*TASK DIRECTIONS*.
List each line of the data that holds the word "below".

(Items from a data source)
---
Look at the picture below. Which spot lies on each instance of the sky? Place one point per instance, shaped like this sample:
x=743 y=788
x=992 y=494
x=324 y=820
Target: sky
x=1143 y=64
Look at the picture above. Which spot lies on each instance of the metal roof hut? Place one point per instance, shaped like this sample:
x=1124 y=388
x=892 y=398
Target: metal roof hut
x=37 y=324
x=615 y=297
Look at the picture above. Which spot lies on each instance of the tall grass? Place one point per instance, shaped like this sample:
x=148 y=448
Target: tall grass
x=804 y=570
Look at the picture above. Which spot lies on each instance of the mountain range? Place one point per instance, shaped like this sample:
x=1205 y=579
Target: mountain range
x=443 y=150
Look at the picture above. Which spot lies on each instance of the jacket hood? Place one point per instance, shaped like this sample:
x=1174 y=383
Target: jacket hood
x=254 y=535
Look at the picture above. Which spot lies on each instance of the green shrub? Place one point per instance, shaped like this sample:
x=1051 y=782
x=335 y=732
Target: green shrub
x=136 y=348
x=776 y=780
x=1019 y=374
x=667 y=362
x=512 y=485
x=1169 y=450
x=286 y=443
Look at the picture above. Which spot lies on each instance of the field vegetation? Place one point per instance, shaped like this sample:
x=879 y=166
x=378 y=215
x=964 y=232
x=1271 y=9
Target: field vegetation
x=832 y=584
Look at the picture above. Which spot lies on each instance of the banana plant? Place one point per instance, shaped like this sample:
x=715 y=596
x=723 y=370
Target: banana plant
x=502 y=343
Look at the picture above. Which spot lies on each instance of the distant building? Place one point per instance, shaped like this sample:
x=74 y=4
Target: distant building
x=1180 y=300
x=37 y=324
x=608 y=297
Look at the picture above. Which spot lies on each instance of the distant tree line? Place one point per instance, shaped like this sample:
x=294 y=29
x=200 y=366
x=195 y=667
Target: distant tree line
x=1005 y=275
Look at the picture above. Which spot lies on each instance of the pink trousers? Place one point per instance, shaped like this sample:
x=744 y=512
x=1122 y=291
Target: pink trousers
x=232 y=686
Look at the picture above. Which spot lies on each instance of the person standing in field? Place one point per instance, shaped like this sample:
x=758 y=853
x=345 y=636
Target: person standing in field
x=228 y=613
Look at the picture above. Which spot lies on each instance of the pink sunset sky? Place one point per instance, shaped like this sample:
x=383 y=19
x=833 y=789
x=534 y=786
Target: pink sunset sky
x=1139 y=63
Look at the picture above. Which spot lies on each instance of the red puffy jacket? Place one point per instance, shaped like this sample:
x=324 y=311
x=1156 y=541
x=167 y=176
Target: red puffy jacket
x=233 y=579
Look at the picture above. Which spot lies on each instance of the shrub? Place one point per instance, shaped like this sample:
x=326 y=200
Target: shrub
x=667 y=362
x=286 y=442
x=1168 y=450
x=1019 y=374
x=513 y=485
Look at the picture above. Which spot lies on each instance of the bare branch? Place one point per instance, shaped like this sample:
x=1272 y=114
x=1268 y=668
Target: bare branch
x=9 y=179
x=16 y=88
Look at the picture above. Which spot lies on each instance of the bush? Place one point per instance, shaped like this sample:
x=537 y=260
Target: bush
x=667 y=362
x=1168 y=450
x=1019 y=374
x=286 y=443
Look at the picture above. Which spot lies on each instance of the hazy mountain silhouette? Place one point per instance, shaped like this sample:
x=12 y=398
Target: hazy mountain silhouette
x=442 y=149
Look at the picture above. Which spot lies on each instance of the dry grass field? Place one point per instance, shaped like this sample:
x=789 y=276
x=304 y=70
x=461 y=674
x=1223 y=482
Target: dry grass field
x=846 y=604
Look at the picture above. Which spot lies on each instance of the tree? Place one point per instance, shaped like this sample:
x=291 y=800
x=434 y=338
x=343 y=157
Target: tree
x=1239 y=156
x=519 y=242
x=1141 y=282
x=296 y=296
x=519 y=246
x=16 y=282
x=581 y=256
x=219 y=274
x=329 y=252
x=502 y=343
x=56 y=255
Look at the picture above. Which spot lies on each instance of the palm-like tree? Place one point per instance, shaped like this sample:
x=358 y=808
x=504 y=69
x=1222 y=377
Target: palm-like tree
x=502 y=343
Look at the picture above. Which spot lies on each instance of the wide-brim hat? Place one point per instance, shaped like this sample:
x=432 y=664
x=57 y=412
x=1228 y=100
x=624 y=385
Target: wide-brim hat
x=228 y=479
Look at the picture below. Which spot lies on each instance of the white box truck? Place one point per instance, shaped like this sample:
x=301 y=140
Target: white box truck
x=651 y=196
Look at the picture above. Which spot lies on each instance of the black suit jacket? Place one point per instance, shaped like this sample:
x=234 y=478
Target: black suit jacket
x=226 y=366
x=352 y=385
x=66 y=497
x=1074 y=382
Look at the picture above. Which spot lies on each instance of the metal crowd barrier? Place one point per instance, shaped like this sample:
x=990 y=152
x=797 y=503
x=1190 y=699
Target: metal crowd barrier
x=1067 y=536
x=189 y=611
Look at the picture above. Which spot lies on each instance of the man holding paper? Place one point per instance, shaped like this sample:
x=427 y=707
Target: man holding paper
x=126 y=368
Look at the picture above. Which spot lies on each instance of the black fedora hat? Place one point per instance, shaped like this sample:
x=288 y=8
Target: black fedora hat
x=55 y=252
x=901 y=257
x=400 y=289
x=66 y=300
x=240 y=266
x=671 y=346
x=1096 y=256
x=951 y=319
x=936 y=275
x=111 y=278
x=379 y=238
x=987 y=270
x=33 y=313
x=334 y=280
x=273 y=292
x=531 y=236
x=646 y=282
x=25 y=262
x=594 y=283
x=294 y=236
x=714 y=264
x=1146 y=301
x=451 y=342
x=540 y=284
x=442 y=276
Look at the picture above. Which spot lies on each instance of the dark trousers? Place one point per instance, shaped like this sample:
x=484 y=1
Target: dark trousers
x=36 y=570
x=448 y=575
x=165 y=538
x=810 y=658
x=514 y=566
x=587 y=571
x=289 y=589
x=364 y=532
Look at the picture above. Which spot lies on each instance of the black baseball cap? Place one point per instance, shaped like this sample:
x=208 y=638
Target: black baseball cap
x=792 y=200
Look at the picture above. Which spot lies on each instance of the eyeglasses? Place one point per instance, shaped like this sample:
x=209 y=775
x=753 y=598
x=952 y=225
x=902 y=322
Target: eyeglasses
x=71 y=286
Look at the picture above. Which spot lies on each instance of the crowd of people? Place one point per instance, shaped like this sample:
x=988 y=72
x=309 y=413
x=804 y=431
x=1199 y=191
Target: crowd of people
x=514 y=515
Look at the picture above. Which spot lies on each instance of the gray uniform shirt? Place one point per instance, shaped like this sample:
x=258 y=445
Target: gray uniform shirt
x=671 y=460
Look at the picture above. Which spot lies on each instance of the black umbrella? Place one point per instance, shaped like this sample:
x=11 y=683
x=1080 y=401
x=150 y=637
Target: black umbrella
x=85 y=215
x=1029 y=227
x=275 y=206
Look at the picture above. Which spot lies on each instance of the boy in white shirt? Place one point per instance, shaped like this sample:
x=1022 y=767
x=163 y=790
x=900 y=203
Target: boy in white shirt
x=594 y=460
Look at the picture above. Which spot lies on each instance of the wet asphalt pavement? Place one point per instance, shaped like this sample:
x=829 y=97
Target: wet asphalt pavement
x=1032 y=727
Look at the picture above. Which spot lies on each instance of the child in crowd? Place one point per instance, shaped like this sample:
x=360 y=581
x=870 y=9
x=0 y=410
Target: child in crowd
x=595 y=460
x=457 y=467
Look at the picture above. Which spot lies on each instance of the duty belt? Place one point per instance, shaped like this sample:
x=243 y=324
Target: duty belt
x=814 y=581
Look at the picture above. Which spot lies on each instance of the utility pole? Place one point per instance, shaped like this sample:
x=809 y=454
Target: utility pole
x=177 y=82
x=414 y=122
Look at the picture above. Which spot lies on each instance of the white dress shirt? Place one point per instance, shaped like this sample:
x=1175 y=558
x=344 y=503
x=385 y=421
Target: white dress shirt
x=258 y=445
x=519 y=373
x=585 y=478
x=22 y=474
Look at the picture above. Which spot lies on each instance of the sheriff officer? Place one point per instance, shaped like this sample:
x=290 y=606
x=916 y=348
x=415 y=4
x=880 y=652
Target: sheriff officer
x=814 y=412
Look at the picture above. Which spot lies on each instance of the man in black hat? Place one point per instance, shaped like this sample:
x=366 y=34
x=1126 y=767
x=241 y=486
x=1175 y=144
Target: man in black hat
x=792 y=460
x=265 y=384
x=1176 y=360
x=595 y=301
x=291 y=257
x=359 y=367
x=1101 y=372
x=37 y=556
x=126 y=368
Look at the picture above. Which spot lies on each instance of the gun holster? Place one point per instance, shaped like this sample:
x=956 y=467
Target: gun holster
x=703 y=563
---
*REPLY TO THE TASK*.
Look at the picture below. Which spot lies on each instance of the sky? Place one point per instance, shaped like this sample:
Look at the picture below. Which spot lies on each instance of the white box truck? Place one point per instance, shaped like this sample:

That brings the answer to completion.